[Opening Data extracts section]

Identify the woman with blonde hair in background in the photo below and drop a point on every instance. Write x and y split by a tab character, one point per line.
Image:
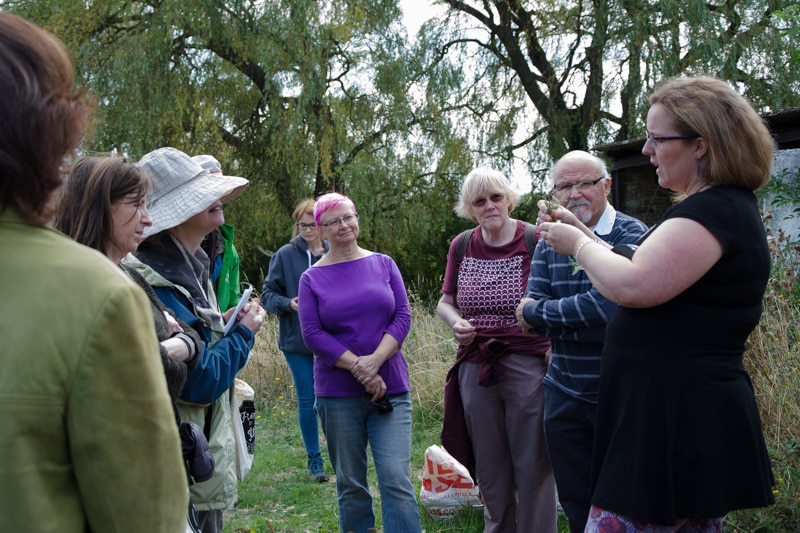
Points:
279	296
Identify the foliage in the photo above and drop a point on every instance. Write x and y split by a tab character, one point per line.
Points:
783	190
299	96
302	96
773	362
583	68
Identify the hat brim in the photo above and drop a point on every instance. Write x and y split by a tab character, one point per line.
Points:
193	197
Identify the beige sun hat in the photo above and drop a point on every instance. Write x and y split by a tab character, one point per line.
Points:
182	188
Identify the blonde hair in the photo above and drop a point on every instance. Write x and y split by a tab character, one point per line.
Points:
740	147
484	180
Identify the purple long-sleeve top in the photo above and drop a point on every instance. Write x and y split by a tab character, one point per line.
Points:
350	306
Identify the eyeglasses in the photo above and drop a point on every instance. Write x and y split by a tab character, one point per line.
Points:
569	187
656	140
339	221
495	198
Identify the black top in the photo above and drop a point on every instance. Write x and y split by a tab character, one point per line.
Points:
678	430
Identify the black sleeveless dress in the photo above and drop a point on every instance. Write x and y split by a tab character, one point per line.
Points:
678	429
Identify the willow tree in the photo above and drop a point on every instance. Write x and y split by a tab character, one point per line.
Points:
583	68
300	96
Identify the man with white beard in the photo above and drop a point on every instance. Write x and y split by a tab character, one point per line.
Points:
562	304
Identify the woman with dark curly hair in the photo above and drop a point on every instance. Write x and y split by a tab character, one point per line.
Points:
88	440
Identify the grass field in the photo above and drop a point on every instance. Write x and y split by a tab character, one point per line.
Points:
278	496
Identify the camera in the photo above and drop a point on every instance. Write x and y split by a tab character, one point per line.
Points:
383	405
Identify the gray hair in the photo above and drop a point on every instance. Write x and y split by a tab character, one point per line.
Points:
578	156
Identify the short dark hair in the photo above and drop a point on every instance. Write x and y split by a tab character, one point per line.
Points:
42	117
96	183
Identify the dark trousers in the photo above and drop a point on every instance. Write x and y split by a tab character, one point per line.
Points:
569	431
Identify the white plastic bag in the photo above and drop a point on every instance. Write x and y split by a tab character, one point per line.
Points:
243	414
446	484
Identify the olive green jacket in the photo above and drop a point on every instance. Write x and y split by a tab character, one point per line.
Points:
88	441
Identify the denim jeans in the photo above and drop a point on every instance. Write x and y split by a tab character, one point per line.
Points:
302	368
349	425
569	429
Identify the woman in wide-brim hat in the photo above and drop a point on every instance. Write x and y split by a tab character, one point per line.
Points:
185	206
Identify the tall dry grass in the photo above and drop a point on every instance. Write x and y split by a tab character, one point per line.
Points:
429	350
773	352
772	360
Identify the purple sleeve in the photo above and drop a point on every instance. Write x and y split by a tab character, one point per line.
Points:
401	323
320	342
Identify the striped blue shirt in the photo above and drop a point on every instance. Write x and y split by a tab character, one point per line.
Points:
570	311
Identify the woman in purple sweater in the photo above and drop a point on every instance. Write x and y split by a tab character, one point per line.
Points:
354	315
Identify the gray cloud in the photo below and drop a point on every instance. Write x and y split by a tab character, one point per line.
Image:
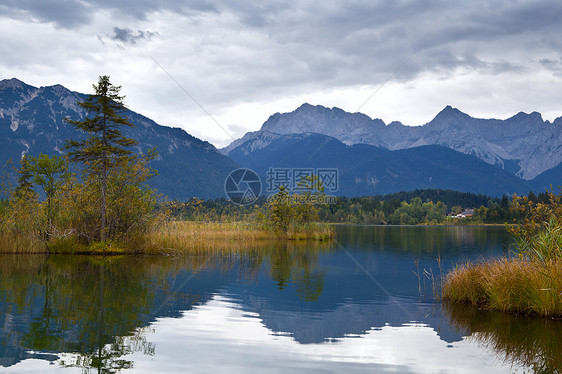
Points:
230	53
128	36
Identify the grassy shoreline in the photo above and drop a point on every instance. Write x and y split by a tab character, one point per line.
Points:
517	285
172	237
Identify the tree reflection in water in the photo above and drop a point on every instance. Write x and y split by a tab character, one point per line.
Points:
93	311
534	342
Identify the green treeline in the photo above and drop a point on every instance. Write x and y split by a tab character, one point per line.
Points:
403	208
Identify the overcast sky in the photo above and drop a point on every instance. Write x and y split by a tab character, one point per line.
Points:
243	61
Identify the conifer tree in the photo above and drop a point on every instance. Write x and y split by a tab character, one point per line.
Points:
105	147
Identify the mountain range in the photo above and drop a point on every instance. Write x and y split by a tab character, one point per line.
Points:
453	151
32	121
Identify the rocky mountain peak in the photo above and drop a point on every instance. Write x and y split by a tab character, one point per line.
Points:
12	83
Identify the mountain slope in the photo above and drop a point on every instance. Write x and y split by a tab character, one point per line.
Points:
368	170
32	121
524	144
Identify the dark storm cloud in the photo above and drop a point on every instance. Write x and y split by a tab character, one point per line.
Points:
128	36
72	14
63	13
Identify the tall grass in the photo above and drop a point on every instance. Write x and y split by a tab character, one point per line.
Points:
14	242
516	285
534	342
189	236
531	281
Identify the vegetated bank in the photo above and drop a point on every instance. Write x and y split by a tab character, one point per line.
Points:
95	199
530	281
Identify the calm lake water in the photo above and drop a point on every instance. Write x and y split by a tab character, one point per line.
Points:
363	304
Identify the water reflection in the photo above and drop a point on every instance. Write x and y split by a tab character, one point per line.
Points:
304	305
534	342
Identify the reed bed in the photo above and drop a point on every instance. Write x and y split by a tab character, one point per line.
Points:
12	242
189	236
171	238
517	285
533	342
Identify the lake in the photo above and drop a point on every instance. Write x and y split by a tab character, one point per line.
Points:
366	303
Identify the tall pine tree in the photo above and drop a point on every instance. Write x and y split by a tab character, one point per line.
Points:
105	147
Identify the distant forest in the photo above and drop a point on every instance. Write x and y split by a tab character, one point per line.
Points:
431	206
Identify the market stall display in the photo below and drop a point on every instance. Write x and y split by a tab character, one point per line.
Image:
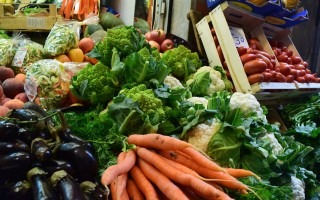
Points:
107	115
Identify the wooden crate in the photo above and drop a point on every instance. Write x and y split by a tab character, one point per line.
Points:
25	23
220	18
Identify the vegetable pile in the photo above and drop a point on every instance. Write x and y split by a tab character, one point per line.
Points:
40	159
161	166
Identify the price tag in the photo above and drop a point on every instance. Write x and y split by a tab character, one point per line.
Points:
19	57
238	36
36	22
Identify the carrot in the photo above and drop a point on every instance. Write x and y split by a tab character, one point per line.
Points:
122	180
221	178
168	188
202	159
143	183
63	5
113	189
200	187
120	168
181	167
133	190
157	141
240	173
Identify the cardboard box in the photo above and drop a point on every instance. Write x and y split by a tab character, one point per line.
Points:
264	9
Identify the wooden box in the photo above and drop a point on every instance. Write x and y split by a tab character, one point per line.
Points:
220	19
26	23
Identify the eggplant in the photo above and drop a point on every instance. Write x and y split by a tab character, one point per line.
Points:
19	190
8	130
14	166
92	191
11	147
68	136
41	187
41	150
82	160
68	188
53	165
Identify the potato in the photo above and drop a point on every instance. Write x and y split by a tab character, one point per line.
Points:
3	111
12	87
5	73
14	104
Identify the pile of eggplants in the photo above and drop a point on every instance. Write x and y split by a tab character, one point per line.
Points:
40	158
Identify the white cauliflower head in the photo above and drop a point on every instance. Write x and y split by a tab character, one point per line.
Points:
200	135
206	81
248	103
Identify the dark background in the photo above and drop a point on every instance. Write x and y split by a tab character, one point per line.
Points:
306	36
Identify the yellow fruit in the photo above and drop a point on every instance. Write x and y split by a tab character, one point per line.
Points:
62	58
76	55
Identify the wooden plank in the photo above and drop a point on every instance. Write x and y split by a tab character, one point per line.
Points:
229	50
207	39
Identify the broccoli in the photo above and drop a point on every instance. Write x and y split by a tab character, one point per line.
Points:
181	61
92	84
125	39
147	101
136	110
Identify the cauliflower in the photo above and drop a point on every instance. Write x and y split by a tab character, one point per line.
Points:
274	143
247	103
173	82
200	135
298	188
205	82
199	100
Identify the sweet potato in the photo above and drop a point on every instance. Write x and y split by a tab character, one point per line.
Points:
12	87
5	73
14	104
22	96
3	111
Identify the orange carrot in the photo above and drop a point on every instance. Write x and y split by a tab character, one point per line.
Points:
240	173
200	187
221	178
120	168
157	141
113	189
122	180
133	190
63	5
168	188
202	159
143	183
181	167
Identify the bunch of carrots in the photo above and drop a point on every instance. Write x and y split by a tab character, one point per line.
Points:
78	9
163	167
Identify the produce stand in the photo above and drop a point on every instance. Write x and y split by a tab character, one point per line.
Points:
225	15
28	23
99	111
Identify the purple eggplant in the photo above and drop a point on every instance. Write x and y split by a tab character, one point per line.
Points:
8	130
93	191
13	166
68	188
14	146
41	150
19	190
41	186
82	160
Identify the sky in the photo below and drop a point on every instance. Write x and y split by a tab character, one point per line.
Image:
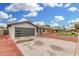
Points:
53	14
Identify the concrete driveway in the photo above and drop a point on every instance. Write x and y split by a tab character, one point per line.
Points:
39	46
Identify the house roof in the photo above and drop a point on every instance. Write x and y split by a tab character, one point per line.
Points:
9	24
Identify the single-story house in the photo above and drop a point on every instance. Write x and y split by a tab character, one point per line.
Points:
21	29
3	31
44	29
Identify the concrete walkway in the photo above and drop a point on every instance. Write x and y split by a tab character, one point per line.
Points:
8	47
40	46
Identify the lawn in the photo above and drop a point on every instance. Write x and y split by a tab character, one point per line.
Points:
68	34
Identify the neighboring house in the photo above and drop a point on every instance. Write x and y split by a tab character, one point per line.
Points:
21	29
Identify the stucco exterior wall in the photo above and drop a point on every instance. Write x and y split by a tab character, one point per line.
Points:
23	25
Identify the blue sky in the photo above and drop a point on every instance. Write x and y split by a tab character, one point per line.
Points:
43	13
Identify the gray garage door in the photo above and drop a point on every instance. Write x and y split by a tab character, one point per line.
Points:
20	32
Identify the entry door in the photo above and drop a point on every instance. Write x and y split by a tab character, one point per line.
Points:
19	32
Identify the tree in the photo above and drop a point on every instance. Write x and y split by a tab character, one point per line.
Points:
76	25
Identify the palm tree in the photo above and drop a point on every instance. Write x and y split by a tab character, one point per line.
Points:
76	25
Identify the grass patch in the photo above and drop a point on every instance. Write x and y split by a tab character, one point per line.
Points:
68	34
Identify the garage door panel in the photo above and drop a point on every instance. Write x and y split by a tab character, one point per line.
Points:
19	32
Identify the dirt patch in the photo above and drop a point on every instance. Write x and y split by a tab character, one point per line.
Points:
57	48
22	41
51	53
39	43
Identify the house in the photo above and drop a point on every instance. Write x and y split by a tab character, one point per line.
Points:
44	29
21	29
3	31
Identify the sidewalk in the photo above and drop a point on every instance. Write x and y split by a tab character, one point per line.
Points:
8	48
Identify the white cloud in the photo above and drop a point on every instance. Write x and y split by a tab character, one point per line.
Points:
23	19
3	15
59	18
3	24
67	5
73	21
55	24
73	9
53	4
31	14
24	6
39	23
11	20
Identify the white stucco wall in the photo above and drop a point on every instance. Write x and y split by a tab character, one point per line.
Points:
23	25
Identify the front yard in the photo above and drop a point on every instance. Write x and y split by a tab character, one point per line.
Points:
8	47
40	46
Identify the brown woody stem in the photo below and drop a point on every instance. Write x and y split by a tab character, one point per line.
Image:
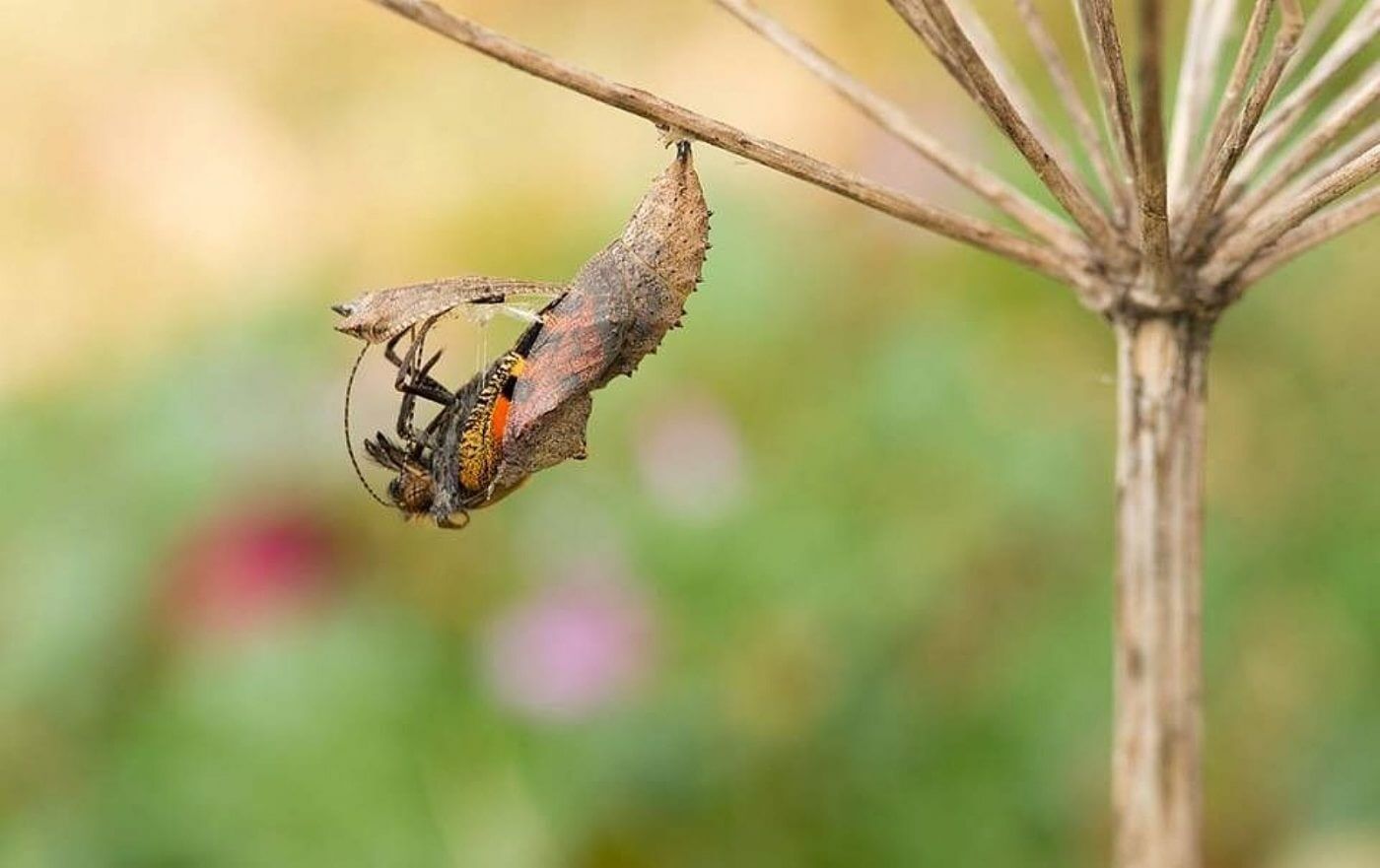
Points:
665	113
1156	761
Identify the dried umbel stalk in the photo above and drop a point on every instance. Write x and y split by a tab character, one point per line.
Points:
527	410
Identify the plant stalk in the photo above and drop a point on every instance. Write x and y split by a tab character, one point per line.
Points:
1156	753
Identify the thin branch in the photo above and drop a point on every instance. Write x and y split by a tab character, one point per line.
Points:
1359	99
1320	228
1208	27
1276	124
1010	82
1318	23
1075	107
1103	44
894	120
1149	174
735	141
1276	221
924	27
1070	193
1241	110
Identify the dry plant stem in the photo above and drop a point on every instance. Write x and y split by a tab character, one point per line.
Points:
1010	83
1336	162
1320	228
1156	761
924	27
894	120
1351	105
1276	126
1072	196
1149	174
1075	107
1318	23
720	134
1104	52
1241	109
1273	223
1208	25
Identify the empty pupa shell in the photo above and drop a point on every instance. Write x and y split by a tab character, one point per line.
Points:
617	309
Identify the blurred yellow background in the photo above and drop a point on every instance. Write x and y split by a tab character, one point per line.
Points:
832	588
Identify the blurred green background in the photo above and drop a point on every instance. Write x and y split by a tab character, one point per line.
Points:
832	588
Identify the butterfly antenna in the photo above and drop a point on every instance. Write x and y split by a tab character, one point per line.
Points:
349	439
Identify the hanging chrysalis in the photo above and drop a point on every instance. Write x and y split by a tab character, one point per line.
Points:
528	409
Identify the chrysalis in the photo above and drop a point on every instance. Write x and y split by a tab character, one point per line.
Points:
527	410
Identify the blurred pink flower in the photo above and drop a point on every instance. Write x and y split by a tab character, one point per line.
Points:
247	568
572	647
690	457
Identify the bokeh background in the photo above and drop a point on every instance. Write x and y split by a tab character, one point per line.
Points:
832	588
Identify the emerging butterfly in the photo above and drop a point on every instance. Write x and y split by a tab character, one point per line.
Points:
527	410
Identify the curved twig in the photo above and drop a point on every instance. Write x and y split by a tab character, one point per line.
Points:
894	120
933	17
1075	107
1237	251
1320	228
1241	110
726	137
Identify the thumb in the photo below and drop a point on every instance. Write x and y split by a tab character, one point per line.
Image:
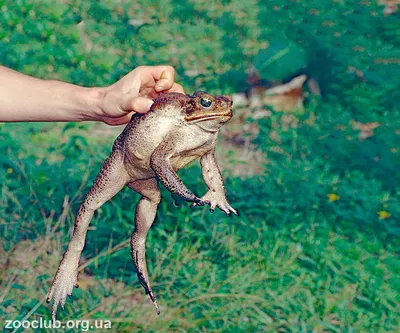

[Closing Data extracts section]

• **Your assignment**
Using the entries above, copy out all lines that contain the string "background".

• **Response for this exercise**
Identify the woman with blonde hair in background in the photo below and drop a point on every instance. Write x and y split by a tab character, one point per line.
Identify the dark background in the photo above and drop a point on every instance. Write x and y split by a tab character, one point per line.
Identify the blurred yellow background in the photo above and drop a point on every instance. Write x and y split by a tab character, one point per line.
Identify the blurred green background in the photo above and drop a point on every instance. Write x and y split by a tab character, one point per line.
Identify the bokeh background in the photo above and drop a point on every instance. Write x and y split by a tab character, one point per line.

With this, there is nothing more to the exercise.